(Data extract begins)

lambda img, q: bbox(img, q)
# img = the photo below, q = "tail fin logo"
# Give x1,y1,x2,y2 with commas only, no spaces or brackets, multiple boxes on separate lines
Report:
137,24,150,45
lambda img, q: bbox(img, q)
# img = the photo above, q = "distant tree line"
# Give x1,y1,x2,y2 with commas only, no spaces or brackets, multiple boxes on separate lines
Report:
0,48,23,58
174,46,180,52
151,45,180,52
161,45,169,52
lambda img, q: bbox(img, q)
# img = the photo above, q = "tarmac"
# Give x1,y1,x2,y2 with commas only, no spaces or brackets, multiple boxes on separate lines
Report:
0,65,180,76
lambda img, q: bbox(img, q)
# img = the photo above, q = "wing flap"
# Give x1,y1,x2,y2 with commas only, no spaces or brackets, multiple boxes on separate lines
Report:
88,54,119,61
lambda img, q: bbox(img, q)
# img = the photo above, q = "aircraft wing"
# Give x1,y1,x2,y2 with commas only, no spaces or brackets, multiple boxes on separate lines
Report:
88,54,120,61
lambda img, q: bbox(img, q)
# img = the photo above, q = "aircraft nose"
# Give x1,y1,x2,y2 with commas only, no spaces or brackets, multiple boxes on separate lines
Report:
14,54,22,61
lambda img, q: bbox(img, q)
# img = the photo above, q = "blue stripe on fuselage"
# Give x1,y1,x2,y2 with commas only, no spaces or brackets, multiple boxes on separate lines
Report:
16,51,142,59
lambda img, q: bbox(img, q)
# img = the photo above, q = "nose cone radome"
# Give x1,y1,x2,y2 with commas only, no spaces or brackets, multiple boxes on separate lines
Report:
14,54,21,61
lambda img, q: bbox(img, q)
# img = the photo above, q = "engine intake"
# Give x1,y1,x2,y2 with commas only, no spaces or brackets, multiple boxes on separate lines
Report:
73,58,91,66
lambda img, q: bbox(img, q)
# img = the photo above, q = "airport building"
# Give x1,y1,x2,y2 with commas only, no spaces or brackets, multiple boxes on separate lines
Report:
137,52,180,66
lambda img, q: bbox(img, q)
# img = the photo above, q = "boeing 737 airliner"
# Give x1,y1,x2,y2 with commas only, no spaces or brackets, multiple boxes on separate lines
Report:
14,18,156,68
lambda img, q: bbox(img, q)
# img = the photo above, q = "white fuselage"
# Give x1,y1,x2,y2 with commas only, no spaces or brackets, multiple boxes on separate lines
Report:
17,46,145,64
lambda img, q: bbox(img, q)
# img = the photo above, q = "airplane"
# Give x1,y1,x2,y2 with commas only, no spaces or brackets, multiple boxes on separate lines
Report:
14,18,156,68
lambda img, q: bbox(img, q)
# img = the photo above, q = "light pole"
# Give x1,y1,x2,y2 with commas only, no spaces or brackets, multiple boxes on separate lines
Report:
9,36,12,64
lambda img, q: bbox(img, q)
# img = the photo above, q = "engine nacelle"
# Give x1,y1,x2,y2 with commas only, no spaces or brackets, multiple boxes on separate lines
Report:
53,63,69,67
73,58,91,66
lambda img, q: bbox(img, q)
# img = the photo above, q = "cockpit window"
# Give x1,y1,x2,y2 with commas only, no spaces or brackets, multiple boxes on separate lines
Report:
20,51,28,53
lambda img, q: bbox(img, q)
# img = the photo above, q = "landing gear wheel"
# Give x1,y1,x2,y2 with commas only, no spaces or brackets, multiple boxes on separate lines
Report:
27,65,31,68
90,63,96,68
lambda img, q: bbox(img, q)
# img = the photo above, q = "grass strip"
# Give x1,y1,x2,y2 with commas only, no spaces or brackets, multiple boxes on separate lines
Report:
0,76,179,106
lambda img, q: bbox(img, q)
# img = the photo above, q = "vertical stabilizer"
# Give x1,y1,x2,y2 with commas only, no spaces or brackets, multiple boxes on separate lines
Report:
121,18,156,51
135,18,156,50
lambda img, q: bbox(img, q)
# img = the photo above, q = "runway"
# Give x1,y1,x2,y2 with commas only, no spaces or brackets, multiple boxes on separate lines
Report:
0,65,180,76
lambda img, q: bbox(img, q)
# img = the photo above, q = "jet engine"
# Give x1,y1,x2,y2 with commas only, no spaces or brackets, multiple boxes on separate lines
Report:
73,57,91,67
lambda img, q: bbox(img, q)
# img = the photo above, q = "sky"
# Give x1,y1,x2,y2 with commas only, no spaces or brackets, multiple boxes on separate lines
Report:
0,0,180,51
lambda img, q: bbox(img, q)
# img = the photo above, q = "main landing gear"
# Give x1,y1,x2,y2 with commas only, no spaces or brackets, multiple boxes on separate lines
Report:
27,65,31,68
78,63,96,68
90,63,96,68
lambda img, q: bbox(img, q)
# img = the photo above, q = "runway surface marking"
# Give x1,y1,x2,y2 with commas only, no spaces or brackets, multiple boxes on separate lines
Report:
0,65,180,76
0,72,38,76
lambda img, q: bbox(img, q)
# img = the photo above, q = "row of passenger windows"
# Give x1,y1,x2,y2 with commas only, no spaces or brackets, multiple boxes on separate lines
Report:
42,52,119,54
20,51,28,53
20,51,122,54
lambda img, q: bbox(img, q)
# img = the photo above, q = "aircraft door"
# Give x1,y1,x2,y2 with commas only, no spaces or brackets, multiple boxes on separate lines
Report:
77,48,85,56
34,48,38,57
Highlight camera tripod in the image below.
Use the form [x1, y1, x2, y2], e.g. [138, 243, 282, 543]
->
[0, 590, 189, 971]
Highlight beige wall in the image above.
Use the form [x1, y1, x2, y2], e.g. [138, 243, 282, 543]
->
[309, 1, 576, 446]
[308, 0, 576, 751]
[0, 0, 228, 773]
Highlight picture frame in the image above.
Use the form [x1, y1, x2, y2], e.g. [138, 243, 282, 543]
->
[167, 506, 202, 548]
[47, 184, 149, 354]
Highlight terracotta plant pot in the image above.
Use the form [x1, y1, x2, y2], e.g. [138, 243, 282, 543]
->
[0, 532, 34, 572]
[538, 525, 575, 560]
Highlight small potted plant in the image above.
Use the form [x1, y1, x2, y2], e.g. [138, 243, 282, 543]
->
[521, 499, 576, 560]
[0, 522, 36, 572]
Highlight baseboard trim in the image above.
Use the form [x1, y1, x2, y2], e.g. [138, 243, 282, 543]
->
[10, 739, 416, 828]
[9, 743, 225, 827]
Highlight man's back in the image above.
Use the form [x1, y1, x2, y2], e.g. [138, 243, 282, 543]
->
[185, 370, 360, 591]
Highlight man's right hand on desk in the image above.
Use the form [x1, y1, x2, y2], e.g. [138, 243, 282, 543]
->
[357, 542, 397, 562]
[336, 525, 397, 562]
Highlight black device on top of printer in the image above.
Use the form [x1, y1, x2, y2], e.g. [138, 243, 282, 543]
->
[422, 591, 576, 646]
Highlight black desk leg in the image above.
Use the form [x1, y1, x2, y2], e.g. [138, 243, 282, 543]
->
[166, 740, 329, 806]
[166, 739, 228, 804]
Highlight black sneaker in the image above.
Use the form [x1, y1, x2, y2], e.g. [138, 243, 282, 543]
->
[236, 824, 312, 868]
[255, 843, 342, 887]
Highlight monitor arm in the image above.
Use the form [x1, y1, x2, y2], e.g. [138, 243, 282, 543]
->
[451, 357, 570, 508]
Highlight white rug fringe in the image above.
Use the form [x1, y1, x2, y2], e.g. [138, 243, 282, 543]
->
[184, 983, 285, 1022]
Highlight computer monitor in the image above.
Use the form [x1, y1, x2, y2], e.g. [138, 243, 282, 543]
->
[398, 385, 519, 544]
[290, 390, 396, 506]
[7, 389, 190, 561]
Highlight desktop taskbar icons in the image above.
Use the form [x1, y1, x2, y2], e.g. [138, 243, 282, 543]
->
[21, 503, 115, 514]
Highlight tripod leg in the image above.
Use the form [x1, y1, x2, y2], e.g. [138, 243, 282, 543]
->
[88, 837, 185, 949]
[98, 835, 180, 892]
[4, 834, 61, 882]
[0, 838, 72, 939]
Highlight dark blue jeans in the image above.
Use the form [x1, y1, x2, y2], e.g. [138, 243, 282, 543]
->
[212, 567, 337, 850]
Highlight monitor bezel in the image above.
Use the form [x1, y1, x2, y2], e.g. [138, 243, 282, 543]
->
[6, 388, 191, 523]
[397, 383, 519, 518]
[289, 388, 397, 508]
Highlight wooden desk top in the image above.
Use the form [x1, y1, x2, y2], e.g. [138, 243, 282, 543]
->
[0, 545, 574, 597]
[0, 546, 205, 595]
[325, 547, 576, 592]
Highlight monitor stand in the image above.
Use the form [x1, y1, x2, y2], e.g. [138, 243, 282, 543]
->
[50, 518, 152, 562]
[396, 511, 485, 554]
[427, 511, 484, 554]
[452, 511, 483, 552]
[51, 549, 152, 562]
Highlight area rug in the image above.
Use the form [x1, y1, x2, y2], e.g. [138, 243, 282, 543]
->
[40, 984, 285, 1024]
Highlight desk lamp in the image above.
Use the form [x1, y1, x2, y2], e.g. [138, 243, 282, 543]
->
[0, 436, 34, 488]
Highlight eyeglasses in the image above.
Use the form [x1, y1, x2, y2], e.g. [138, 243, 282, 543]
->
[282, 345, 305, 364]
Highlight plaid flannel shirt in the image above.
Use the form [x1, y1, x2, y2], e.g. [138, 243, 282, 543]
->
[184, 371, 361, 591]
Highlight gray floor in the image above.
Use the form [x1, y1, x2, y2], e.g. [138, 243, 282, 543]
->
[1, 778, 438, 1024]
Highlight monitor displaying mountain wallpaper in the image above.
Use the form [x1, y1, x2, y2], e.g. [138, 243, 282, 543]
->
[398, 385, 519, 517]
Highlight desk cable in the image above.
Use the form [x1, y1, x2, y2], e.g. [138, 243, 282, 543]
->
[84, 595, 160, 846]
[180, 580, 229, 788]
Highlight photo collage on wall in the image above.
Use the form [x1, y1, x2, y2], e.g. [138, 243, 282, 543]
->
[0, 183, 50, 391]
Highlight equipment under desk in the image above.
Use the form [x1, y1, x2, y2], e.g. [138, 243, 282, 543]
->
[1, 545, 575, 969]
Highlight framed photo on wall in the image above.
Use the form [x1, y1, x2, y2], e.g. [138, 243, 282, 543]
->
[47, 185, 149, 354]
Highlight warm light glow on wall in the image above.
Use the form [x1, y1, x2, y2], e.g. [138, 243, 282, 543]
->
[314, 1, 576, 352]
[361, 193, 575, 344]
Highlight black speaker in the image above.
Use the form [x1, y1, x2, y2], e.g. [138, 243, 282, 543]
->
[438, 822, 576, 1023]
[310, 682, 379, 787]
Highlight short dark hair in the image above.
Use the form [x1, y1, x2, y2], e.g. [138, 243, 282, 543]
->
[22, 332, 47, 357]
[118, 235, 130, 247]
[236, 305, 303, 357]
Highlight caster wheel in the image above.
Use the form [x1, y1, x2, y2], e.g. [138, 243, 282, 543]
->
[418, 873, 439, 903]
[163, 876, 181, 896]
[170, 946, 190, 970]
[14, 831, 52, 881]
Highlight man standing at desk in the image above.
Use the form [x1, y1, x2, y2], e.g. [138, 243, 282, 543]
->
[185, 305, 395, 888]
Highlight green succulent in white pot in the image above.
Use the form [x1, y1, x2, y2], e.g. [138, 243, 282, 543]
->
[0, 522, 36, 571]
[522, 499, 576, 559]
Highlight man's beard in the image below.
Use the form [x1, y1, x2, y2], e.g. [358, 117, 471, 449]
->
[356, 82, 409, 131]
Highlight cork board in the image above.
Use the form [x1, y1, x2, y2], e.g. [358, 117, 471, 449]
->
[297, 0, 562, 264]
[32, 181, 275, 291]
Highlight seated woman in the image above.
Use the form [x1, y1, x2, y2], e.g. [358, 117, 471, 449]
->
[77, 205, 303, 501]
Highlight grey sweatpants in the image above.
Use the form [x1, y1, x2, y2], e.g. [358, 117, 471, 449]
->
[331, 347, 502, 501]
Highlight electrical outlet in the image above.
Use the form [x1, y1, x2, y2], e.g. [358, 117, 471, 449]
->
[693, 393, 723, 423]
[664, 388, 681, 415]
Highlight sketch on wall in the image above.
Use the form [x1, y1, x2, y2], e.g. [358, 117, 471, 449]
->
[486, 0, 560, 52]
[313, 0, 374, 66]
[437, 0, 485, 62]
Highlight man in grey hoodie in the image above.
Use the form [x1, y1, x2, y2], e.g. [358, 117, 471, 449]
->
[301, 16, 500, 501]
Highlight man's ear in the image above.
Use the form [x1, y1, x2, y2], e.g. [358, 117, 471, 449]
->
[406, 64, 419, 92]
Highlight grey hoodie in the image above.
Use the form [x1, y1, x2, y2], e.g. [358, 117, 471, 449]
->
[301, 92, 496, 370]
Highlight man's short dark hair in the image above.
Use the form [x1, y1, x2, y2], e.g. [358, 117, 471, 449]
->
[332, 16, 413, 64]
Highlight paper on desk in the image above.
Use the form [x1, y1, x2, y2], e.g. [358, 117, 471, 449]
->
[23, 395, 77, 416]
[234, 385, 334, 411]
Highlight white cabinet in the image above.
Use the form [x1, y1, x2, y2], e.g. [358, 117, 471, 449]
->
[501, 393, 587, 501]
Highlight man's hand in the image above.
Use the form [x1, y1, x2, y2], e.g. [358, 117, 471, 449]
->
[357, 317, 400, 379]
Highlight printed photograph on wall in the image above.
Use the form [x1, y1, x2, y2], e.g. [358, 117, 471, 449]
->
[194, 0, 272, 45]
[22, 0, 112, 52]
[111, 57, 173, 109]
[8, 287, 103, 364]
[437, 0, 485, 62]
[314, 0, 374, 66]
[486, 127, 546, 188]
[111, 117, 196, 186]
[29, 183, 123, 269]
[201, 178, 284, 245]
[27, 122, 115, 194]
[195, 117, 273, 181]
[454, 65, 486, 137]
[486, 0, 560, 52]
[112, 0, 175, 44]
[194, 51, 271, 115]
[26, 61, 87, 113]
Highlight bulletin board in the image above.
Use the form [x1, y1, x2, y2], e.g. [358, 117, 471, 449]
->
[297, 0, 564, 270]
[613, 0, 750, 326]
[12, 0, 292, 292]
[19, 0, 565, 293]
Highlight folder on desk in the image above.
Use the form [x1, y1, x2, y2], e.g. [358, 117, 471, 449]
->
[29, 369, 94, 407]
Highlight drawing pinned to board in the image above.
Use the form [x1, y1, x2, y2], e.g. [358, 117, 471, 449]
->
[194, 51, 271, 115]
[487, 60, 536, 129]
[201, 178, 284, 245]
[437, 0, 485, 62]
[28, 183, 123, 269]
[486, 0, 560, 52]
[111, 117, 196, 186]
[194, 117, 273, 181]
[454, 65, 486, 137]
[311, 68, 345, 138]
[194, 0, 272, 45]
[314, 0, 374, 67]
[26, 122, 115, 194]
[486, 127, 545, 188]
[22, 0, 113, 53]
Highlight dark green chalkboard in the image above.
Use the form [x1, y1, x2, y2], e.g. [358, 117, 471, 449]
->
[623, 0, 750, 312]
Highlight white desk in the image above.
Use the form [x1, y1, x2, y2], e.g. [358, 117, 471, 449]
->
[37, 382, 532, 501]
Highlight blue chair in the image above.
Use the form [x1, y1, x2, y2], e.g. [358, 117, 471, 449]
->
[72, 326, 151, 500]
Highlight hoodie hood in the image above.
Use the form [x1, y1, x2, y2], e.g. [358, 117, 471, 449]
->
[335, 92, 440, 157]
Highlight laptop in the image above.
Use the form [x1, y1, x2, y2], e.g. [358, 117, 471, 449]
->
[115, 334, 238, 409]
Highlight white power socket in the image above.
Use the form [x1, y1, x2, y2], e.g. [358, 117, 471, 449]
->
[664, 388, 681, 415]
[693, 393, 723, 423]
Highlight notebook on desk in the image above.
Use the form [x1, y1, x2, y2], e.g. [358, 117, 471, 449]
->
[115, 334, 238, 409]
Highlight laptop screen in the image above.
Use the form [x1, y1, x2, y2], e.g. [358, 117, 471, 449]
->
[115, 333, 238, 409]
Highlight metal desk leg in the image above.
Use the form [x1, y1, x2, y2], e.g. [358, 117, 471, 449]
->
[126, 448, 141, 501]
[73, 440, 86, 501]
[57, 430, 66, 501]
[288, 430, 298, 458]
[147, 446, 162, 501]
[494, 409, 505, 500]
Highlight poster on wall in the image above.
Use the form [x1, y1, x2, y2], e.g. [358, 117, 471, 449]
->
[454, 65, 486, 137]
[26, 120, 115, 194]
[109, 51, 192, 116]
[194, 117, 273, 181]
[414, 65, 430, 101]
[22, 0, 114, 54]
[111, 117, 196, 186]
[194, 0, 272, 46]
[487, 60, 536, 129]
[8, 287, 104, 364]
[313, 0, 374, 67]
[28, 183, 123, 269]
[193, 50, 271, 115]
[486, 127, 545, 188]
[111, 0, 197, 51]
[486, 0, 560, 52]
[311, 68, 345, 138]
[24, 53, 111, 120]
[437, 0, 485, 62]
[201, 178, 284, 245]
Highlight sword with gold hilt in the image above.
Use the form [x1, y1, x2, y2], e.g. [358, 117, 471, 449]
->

(Data extract ends)

- Your instructions: Report every line above that has the string "gear" in it.

- Exercise result:
# img = the photo above, q = "landing gear wheel"
# img = the photo above, q = "main landing gear"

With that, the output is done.